BEGIN

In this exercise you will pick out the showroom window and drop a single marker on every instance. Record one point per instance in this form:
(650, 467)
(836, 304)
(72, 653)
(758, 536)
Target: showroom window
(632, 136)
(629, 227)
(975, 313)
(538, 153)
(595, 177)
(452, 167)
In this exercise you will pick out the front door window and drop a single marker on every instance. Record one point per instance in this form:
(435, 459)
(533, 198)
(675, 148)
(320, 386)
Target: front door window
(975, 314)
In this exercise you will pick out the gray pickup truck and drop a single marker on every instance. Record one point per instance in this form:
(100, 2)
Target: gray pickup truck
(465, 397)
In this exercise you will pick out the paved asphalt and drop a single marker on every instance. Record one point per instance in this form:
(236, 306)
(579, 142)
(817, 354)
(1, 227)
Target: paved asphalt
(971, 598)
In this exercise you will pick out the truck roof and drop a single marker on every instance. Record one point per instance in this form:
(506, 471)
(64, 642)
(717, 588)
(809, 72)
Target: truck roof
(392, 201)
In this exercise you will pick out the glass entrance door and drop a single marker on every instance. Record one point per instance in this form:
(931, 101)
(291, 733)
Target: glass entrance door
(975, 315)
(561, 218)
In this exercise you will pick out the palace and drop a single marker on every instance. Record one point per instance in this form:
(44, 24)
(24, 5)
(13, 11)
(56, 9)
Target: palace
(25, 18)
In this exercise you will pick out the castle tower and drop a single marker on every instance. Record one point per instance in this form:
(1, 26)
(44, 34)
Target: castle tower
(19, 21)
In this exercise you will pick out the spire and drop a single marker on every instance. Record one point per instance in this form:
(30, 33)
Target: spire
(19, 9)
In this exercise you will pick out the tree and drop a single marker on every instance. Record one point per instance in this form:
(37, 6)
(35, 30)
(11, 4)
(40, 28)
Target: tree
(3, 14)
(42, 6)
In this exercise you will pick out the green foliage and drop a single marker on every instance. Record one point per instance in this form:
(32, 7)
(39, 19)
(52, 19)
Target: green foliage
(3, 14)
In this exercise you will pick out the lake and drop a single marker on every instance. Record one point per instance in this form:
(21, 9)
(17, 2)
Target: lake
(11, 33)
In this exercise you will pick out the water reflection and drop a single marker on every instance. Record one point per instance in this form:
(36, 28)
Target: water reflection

END

**ACTIVITY:** Go through the material above, and wherever a line holds the word "reflection", copy it.

**RESULT BELOW:**
In this exercise you will pick out the water reflection and drop a single marker on every instance. Record one point per instance in this form:
Target: water reflection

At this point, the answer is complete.